═══ Listed entries ═══
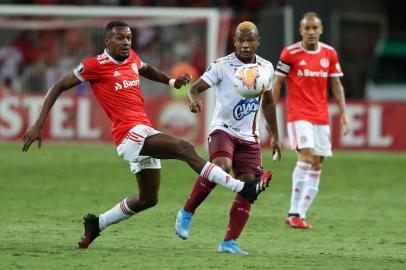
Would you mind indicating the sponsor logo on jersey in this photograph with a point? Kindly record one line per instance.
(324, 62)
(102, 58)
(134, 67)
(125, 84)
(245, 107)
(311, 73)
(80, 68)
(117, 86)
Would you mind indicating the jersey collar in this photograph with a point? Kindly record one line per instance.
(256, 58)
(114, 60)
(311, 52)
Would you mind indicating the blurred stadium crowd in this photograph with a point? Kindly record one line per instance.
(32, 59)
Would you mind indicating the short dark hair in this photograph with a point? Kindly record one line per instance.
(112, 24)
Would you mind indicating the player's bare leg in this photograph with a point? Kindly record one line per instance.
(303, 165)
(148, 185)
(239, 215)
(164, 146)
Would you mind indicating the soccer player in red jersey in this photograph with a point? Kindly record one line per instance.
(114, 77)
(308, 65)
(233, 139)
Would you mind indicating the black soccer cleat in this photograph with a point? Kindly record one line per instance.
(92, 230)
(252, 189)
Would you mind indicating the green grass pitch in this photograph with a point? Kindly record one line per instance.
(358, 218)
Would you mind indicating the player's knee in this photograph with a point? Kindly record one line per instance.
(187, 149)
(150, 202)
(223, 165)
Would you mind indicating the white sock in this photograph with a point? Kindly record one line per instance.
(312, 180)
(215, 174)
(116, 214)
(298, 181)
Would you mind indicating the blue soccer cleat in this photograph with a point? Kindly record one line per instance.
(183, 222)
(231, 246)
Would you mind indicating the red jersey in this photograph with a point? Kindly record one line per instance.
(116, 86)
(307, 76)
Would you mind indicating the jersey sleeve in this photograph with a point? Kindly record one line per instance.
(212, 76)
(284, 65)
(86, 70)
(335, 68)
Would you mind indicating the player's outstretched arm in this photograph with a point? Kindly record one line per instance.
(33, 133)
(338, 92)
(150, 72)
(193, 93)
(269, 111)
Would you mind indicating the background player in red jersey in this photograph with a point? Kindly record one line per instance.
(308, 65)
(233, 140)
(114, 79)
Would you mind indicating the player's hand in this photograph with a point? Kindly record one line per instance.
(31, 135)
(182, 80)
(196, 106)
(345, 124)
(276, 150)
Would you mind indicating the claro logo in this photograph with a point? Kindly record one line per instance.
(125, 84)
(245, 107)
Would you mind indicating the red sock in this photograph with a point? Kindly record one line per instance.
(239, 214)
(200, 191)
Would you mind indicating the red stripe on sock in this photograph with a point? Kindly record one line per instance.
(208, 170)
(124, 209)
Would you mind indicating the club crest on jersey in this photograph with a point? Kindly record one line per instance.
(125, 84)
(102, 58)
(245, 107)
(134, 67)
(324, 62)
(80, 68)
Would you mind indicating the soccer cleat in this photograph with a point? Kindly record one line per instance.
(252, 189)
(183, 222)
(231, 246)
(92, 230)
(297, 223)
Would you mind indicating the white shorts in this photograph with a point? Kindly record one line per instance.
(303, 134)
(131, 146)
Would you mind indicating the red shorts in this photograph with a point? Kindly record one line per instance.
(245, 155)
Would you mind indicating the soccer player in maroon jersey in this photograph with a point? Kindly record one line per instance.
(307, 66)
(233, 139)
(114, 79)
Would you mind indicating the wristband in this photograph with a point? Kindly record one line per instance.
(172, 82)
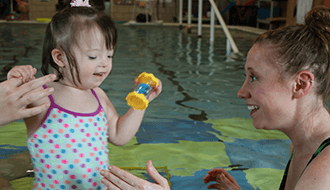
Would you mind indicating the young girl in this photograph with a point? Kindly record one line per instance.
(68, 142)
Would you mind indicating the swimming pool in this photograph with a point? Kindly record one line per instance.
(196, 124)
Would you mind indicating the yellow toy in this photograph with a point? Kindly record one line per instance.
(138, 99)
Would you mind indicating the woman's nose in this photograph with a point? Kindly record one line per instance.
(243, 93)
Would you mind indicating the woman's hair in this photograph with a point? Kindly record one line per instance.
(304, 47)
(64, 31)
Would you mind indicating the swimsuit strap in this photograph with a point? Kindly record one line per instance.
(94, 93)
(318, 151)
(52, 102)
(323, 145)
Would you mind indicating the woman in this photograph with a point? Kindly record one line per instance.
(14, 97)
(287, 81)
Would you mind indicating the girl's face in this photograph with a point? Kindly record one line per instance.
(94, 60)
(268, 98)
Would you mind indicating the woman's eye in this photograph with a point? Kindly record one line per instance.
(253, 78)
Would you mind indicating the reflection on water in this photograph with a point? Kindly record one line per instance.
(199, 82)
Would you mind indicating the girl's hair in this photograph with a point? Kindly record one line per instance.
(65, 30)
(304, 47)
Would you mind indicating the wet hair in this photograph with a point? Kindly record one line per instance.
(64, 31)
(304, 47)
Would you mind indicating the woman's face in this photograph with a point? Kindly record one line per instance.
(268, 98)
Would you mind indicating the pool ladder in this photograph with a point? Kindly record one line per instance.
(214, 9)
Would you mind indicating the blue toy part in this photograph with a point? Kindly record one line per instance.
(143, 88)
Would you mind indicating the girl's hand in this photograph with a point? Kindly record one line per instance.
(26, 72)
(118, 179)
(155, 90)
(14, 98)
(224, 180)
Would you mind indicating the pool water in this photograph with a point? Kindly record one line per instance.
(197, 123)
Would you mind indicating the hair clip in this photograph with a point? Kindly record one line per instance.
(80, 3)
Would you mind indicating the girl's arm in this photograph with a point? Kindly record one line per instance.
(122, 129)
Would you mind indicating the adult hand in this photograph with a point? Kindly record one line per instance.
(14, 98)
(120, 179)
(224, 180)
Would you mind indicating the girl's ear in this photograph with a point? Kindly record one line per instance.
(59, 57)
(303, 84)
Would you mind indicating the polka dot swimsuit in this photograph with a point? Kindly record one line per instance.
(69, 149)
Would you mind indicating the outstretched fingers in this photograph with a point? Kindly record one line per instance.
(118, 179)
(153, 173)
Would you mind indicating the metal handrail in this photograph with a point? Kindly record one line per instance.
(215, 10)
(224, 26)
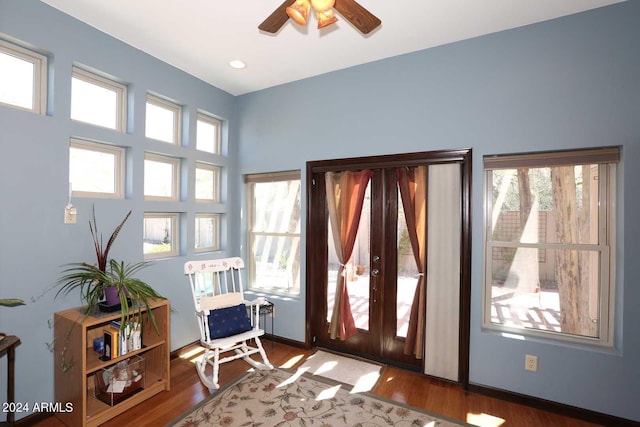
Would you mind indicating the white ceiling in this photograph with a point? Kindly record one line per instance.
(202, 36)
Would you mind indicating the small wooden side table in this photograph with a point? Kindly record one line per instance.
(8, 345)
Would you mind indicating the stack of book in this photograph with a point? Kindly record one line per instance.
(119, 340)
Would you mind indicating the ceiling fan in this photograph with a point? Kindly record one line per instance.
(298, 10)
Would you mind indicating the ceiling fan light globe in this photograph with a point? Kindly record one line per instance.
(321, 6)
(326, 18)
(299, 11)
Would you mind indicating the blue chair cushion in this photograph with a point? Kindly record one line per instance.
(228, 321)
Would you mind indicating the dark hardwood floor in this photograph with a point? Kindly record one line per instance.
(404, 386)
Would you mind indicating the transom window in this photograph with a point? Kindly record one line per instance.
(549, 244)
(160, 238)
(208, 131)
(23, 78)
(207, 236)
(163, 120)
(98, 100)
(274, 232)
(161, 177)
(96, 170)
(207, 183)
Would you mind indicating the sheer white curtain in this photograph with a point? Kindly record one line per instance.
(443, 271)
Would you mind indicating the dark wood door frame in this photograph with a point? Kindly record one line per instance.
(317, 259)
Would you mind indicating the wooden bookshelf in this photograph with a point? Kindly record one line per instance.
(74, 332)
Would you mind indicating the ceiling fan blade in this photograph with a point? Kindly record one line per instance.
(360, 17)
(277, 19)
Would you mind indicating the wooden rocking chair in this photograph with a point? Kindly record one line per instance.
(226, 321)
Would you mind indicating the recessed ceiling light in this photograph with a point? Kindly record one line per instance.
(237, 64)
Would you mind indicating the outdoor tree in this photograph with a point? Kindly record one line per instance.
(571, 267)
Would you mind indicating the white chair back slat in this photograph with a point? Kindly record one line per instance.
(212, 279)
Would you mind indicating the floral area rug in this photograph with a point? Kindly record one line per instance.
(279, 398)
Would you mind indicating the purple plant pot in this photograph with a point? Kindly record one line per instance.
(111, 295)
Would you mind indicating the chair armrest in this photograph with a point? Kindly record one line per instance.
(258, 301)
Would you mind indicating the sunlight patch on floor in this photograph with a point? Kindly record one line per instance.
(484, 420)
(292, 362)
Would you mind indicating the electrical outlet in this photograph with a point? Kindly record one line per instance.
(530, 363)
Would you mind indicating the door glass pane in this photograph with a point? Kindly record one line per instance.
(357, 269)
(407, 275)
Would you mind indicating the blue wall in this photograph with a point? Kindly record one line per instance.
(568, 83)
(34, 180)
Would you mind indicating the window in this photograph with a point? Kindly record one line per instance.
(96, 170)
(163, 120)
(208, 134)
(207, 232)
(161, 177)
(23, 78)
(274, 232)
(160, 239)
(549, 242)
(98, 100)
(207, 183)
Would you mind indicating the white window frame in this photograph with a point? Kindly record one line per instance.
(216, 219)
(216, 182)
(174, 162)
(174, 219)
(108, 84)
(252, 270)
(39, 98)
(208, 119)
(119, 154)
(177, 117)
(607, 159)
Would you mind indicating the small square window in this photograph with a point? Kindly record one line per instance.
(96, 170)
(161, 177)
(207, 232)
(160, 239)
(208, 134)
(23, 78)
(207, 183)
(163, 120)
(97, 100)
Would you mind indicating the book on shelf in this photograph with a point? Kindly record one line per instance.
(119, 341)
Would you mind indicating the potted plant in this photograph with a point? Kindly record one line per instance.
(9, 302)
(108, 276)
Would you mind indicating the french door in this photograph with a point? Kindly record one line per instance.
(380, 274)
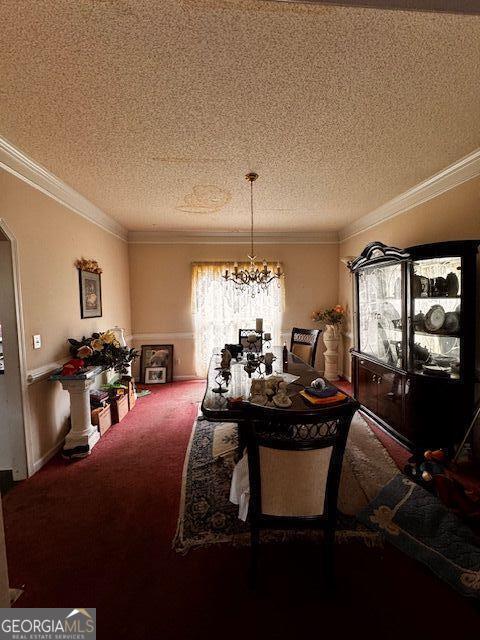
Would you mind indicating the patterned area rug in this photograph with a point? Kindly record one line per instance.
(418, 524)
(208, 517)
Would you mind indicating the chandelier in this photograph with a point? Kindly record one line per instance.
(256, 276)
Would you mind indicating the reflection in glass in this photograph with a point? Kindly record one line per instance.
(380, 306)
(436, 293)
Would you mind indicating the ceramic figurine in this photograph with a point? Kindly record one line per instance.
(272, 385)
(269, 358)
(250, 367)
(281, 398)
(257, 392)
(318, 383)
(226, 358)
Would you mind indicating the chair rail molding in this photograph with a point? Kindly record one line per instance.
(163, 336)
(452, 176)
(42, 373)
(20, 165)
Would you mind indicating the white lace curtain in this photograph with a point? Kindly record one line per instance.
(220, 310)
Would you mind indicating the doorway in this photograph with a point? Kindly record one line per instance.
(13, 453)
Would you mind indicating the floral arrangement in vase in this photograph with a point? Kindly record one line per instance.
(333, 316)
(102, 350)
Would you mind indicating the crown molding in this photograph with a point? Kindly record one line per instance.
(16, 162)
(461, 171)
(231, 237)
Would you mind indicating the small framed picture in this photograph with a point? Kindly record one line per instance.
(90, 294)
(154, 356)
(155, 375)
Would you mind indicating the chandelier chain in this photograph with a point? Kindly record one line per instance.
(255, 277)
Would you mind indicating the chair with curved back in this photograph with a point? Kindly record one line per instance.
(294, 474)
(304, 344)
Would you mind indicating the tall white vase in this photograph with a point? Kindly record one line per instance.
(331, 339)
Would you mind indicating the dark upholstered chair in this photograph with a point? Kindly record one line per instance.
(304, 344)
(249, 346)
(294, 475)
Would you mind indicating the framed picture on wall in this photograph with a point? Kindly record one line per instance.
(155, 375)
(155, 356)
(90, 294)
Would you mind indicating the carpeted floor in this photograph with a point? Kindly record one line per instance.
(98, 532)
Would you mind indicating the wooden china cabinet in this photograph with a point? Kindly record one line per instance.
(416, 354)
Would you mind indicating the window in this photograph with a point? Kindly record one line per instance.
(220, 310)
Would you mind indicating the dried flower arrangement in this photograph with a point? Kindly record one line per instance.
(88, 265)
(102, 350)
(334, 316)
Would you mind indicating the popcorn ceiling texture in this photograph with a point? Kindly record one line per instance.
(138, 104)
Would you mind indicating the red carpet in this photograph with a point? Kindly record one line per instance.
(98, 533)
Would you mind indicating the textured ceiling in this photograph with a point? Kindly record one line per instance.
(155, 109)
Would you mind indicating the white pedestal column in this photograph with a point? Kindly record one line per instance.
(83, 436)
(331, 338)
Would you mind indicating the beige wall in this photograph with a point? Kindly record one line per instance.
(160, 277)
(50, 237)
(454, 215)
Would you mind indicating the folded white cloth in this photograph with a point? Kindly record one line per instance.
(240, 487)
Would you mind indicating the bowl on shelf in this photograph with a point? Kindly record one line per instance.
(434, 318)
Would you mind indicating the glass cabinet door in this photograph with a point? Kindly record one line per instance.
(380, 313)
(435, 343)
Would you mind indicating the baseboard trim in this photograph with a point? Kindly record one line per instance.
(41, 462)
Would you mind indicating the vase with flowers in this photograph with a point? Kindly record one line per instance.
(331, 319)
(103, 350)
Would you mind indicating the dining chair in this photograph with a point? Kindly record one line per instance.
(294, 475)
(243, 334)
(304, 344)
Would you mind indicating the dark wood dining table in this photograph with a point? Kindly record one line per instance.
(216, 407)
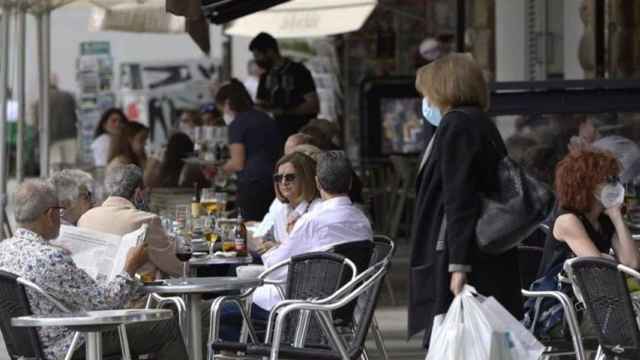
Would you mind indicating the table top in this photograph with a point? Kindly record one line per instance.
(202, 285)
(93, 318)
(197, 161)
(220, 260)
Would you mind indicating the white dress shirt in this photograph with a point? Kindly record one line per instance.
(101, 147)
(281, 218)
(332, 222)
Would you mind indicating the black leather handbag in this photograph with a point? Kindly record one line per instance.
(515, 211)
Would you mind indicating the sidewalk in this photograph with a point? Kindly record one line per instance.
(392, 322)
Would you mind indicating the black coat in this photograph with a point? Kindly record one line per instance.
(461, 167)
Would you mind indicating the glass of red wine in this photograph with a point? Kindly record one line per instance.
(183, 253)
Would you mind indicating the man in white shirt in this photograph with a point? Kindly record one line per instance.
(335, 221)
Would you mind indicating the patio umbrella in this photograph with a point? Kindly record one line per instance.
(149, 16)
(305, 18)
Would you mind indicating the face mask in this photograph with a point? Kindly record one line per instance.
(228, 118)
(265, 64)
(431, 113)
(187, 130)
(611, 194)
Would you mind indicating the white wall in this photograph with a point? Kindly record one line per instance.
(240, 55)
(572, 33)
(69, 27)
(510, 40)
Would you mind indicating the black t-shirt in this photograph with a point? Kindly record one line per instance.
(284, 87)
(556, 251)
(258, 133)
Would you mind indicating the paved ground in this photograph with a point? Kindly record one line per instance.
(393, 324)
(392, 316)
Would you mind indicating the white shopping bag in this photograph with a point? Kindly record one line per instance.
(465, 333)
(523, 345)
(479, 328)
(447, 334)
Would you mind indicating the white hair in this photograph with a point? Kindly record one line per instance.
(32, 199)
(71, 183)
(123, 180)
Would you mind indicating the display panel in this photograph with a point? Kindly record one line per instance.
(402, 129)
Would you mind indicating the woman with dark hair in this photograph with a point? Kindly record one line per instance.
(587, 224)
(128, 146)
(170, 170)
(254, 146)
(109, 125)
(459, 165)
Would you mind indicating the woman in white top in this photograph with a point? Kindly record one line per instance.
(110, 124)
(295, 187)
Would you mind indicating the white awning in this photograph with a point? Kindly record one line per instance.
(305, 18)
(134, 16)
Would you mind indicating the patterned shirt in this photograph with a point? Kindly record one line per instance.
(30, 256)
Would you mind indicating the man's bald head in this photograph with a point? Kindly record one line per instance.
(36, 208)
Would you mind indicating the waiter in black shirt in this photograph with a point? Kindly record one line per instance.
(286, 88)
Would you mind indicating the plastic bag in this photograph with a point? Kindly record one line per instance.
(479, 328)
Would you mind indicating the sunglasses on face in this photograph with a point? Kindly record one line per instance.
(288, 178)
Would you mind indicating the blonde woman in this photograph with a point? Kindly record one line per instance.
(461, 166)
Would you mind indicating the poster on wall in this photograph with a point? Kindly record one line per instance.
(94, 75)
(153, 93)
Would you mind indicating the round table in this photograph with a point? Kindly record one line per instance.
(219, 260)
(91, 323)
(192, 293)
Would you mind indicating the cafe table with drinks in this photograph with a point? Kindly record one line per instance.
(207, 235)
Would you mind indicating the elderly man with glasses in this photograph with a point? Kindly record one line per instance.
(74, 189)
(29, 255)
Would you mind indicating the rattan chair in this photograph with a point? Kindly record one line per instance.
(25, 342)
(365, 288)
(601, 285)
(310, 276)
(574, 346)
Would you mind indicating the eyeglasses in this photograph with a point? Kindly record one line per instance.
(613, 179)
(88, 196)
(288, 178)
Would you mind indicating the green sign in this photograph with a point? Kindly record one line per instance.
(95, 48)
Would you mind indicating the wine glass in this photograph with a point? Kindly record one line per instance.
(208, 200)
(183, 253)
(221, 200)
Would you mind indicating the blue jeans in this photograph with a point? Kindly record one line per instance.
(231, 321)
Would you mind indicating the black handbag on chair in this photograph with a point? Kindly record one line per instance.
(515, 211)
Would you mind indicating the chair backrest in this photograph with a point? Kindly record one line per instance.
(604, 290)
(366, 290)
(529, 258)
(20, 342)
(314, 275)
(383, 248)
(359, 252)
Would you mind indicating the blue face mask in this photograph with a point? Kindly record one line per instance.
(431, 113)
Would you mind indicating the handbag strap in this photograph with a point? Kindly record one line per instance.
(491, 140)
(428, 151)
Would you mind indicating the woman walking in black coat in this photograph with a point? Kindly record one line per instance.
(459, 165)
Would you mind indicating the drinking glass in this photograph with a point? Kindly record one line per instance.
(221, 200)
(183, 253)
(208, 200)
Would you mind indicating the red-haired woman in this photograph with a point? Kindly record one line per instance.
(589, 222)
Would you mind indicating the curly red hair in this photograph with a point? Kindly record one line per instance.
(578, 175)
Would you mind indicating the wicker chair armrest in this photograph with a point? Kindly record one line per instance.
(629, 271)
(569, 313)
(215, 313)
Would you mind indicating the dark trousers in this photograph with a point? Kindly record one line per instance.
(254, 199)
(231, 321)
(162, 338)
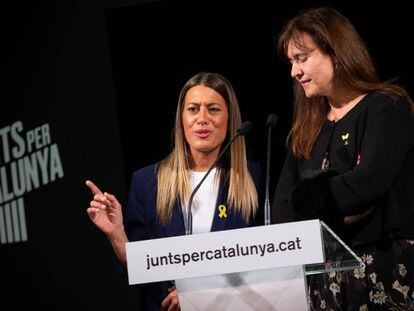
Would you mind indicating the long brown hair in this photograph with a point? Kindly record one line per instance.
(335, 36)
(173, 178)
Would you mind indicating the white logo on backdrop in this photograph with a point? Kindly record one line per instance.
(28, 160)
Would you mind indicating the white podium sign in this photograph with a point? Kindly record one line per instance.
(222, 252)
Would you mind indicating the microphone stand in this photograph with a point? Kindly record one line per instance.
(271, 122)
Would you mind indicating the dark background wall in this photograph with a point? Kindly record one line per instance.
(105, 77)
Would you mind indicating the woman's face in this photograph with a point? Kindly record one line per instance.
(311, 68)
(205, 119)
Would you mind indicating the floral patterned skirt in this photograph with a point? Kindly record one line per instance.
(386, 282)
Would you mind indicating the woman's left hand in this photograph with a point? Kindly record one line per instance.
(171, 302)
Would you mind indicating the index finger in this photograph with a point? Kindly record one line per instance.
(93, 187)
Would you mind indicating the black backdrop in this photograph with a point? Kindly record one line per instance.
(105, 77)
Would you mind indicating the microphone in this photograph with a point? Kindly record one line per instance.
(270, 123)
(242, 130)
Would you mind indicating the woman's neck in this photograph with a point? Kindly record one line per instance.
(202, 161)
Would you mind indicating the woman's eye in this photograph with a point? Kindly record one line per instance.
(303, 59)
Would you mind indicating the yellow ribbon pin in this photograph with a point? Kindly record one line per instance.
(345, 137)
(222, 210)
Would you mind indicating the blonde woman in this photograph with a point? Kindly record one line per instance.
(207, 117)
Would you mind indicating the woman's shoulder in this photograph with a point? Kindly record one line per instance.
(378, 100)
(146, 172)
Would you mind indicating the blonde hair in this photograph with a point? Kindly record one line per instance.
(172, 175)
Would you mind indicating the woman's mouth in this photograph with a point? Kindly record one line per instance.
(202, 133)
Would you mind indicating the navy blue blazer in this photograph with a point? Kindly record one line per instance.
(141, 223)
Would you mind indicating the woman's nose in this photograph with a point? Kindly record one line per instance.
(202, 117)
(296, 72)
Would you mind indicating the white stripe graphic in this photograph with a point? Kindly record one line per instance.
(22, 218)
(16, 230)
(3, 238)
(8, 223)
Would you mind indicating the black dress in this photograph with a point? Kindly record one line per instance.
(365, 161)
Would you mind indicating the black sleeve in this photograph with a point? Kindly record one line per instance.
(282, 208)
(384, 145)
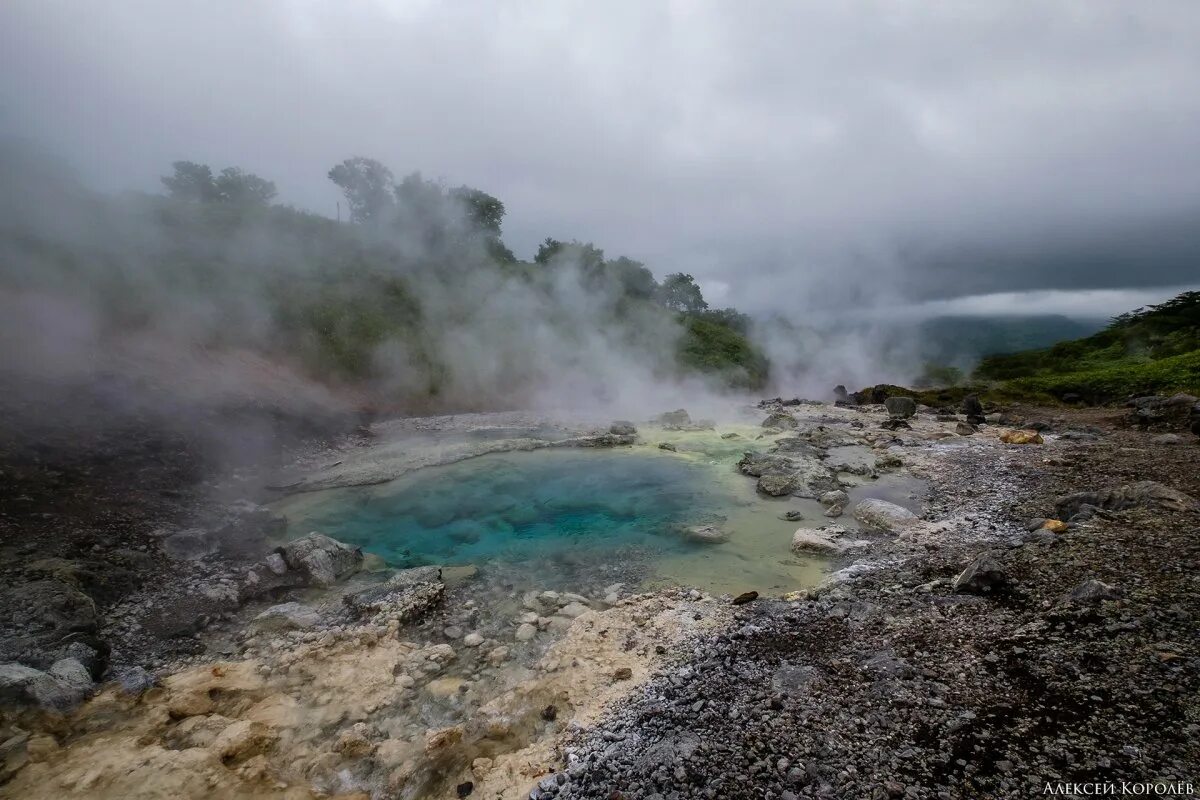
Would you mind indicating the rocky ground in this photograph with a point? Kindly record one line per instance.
═══
| Required work |
Write out exactly the lines beginning with the line that holds "Would you mind indicating the floral patterned" and ending with the final line of the data, both ends included, without the pictures.

| Answer below |
Would you mind indicating the floral patterned skirt in this photograph with a point? Kindly record one line per instance.
(386, 282)
Would you mind indicating the woman's left hand in this photograph with a point? Kindly record one line per instance.
(171, 302)
Would you mind indicating the index finger in this photograph with a point? Kindly record one line per instance.
(93, 187)
Would you mind indicating the black backdrop in this photograph with a point? Kindly record one line per instance.
(105, 77)
Would you mind indicating the microphone in this photograph with a point? Kindly record one line per instance.
(270, 123)
(242, 130)
Would you mind indicating the woman's neck in this photograph with a point? Kindly record one line per instance.
(202, 161)
Would you mind indicating the woman's eye in this photograph with a point? Kindly record one line per instance.
(303, 59)
Would you mind indicating the yellow ribbon pin in this photograph with a point? Kindly record one line per instance.
(345, 137)
(222, 210)
Would you mind indicating the blonde woman in this photograph with a point? Kindly record one line per instance.
(207, 117)
Would you mind indicating the woman's shoulder in this photograph with a point? Kindly record one line per instance.
(378, 100)
(146, 172)
Would you mind indicating the blonde hair in this photograph with a point? Kindly record one line per instance.
(172, 175)
Would you mind indicating the woman's mouth in this photograph with a point? Kindly record one line per instance.
(202, 133)
Would you mind indicating the navy blue blazer in this photograph with a point? Kindly record one line per instance.
(141, 223)
Would you mind indicating the woman's nose in this photograph with a point? Kindly record one line per instance.
(202, 117)
(296, 72)
Would you mind indicating the white stripe graphic in this photograph with a point? Kindly record one line per instance.
(22, 218)
(16, 230)
(3, 238)
(8, 223)
Would you mind indicating the black dress in this photograph with a point? Kindly record one line per instance.
(365, 161)
Would you mind indicating the black sleeve in this photograph with a point? Kindly record one line per instance.
(282, 208)
(384, 145)
Would you mind indicating the rocky ground in this photograph with a point? Kindly record one line per instance.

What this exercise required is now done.